--- DATASET EXTRACT Enclosed Below ---

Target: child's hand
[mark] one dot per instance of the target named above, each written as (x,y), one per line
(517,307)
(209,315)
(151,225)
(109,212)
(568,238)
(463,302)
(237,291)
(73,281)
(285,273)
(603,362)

--- End of Enclosed DATASET EXTRACT ---

**TASK OBJECTIVE**. Every record shown above should appear again in your answer, unchanged.

**YOUR RESPONSE**.
Target: child's hand
[mark] one dot per instance of the target named above, each written as (x,y), one per line
(517,307)
(209,315)
(151,225)
(109,212)
(568,238)
(463,302)
(237,291)
(73,281)
(285,273)
(603,362)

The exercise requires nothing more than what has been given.